#### Page text
———

Will some of the world’s poorest people bring about the solar revolution? It’s possible, for Indian villagers are beginning to plump for solar power, encouraged by aid programmes and their own government.
Some 300 million Indians – a quarter of the country’s population – have no electricity at home. Their children suffer at school because they cannot study properly after dark. Burning cow dung and wood for fuel produces toxic fumes, which is one of the world’s biggest killers, and black carbon, the second biggest cause of climate change after carbon dioxide. And the main alternative, kerosene, can often only be bought at prohibitively expensive black market prices.
It would be prohibitively expensive to extend the electricity grid to the 500,000 villages scattered around the giant country. So centralised power generation – whether from coal,oil,gas or the atom – simply is not going to do reach most of the, literally, powerless. But renewable energy from the sun -or the wind, for that matter – offers real hope, because nature distributes it for free. And, of course, there is much more sunlight than, say, in Britain.

———

#### Explore the material
a - In the solar power passage, why does energy from the sun offer real hope to villagers without electricity? Answer in one to three sentences.
b - Say whether each statement agrees with the solar power passage. Answer yes or no, and quote the deciding words.
(i) About 300 million Indians have no electricity at home.
(ii) Villagers can usually buy kerosene cheaply.
(iii) Black carbon is the biggest cause of climate change.
c - According to the solar power passage, how many villages would the electricity grid have to be extended to?

———

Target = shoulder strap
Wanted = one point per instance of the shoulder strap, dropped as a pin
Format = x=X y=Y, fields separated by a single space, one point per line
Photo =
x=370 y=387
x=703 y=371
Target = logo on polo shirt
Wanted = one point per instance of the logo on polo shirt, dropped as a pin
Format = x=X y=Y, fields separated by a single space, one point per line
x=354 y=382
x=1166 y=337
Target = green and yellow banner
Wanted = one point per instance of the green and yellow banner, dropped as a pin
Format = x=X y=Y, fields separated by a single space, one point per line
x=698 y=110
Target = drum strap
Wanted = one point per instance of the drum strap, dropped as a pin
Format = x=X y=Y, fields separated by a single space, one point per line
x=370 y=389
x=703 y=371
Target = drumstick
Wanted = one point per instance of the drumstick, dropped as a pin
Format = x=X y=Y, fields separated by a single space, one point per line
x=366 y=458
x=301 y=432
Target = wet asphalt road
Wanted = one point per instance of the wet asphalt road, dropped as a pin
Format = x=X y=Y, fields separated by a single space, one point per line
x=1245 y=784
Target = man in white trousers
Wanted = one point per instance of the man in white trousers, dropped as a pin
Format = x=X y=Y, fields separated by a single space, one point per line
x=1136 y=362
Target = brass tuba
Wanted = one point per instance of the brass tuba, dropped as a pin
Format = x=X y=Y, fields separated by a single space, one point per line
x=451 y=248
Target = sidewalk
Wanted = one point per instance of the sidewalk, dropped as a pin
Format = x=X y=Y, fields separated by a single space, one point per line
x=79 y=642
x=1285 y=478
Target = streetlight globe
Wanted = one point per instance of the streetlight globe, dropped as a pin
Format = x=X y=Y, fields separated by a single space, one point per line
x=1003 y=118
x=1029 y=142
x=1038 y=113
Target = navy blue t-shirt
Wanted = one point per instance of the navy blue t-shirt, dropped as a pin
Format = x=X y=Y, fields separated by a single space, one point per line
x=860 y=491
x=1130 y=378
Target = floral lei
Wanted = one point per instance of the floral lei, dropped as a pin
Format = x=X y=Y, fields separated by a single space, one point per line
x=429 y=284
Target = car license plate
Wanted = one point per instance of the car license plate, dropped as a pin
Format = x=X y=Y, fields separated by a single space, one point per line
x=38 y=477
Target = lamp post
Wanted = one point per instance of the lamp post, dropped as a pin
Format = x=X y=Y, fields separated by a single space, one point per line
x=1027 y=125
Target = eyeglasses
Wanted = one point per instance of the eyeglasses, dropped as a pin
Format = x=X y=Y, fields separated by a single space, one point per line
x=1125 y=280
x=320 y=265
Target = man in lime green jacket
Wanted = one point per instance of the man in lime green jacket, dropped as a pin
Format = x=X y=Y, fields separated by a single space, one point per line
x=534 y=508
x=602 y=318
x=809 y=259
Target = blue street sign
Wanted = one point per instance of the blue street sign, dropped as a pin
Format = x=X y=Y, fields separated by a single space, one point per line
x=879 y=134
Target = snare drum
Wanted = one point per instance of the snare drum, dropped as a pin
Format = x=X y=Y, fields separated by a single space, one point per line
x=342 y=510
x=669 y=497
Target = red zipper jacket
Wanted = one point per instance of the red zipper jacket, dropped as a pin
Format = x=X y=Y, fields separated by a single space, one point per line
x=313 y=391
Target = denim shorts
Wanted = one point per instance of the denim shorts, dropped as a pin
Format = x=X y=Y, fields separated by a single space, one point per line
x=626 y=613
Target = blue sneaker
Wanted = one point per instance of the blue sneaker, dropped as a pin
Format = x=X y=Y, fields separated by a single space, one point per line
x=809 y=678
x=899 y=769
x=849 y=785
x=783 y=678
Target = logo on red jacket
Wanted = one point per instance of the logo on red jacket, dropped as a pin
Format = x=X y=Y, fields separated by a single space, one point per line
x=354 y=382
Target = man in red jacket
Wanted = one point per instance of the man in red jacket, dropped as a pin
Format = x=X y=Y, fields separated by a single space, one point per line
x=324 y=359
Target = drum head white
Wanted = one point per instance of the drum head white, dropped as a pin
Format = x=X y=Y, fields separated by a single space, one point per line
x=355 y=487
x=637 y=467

———

#### Exercise answers
a - Extending the electricity grid to the 500,000 scattered villages would be prohibitively expensive, so centralized power generation won't reach most of them. Renewable energy from the sun offers real hope because nature distributes it for free.

b -
(i) Yes: "Some 300 million Indians – a quarter of the country’s population – have no electricity at home."
(ii) No: "kerosene, can often only be bought at prohibitively expensive black market prices."
(iii) No: "the second biggest cause of climate change after carbon dioxide."

c - 500,000 villages.